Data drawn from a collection
╔══

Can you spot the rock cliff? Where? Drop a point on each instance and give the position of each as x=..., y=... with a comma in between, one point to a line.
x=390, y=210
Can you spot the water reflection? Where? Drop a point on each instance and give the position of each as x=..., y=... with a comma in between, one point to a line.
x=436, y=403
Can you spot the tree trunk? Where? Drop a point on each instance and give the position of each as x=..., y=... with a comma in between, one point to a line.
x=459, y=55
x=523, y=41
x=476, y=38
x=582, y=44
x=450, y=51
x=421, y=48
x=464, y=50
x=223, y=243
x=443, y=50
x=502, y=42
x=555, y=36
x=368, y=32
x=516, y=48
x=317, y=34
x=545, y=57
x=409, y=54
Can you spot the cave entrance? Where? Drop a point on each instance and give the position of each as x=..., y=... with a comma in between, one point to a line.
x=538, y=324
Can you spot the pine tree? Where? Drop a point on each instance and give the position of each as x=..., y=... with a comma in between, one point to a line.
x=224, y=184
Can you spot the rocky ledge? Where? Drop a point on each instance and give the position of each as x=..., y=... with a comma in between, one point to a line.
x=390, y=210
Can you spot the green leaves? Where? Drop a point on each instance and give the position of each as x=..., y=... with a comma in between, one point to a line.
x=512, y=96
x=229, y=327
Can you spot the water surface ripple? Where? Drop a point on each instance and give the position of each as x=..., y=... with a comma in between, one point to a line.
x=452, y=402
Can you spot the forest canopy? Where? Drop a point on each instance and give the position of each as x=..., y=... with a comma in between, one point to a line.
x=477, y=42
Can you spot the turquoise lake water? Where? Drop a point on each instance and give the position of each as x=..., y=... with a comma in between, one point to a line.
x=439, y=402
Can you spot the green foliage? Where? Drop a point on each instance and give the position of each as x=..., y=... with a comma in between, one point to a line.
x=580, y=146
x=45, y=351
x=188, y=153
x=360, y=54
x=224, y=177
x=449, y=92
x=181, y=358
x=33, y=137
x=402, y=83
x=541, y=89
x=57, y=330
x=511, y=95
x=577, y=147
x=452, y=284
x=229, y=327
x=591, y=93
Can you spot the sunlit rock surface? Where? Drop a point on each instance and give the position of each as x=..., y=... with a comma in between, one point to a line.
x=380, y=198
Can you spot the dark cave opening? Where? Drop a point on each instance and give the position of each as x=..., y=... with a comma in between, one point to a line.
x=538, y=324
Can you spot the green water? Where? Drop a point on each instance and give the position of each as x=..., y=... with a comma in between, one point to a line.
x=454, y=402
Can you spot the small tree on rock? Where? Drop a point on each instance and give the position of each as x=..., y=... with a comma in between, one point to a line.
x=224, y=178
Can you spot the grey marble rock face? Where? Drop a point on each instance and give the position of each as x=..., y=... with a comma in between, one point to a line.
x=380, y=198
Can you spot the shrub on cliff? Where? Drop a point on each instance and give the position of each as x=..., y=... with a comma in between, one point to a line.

╚══

** TASK TO COMPLETE **
Can you reproduce every one of the rows above verbatim, without changing a single character?

** RESULT OF THIS EXERCISE **
Can you spot the rock cliff? Where? Drop a point on each instance and give the position of each as x=..., y=... with a comma in between, one point to a line.
x=390, y=210
Can you spot the water reflection? Where? Drop a point on each instance and give the position of each as x=..., y=... with a comma in between, one point to a line.
x=436, y=403
Can you spot the tree trunk? Where? Drop a point on each instance and give the position of each as x=..., y=... with a comma in between, one point to a line.
x=459, y=55
x=523, y=41
x=476, y=38
x=582, y=44
x=450, y=51
x=421, y=48
x=464, y=50
x=223, y=243
x=443, y=50
x=502, y=42
x=555, y=36
x=368, y=32
x=516, y=48
x=317, y=34
x=545, y=57
x=409, y=54
Can you spot the cave entrance? Where? Drop a point on each instance and give the position of each as x=..., y=... with a comma in between, one point to a line.
x=538, y=324
Can you spot the pine tree? Where? Drop a point on each instance and give the position of each as x=..., y=... with a comma in between, one point to a line.
x=224, y=184
Can you spot the rocky ledge? Where? Drop a point on each instance and give the position of each as x=..., y=... with a comma in between, one point to a line.
x=390, y=210
Can you spot the green leaves? Where? Drop a point on each instance and give the position of each as x=..., y=... with a comma in between, one point to a line.
x=512, y=96
x=229, y=327
Can you spot the water surface ripple? Where? Drop a point on each instance and give the position of each as x=..., y=... with a comma in between, one point to a line.
x=452, y=402
Can you spot the forest canopy? Where? Drop a point on each instance and give the position of each as x=..., y=... with a comma in between, one point to a line.
x=477, y=42
Can you spot the turquoise lake water? Where? Drop a point on each instance and give the position of each as x=..., y=... with a comma in between, one point to a line.
x=439, y=402
Can you spot the green foliage? Where? Drop a point on each instance and give the position of each as x=..., y=... with a comma in between, one point to a line.
x=580, y=146
x=45, y=351
x=188, y=153
x=360, y=54
x=224, y=177
x=449, y=92
x=181, y=358
x=33, y=137
x=402, y=83
x=541, y=89
x=57, y=330
x=511, y=95
x=577, y=147
x=452, y=284
x=229, y=327
x=591, y=93
Can you spot the sunlit rock surface? Where? Drop a point on each instance and give the position of each as x=..., y=... with a comma in between, one point to a line.
x=380, y=198
Can you spot the dark cave opening? Where? Drop a point on each instance and give the position of each as x=..., y=... with a comma in between, one point to a line.
x=538, y=324
Can you spot the green water? Where? Drop a point on each instance and give the position of each as x=..., y=... with a comma in between, one point to a line.
x=454, y=402
Can you spot the small tree on rock? Where? Drop a point on each instance and give the position of each as x=..., y=... with a comma in between, one point to a line.
x=224, y=178
Can you spot the grey marble rock face? Where? Drop a point on each instance and give the position of each as x=..., y=... with a comma in between, one point to a line.
x=380, y=198
Can you spot the shrub on cliff? Where? Drop a point on each instance and give the position of each as x=..., y=... with a comma in between, one point to a line.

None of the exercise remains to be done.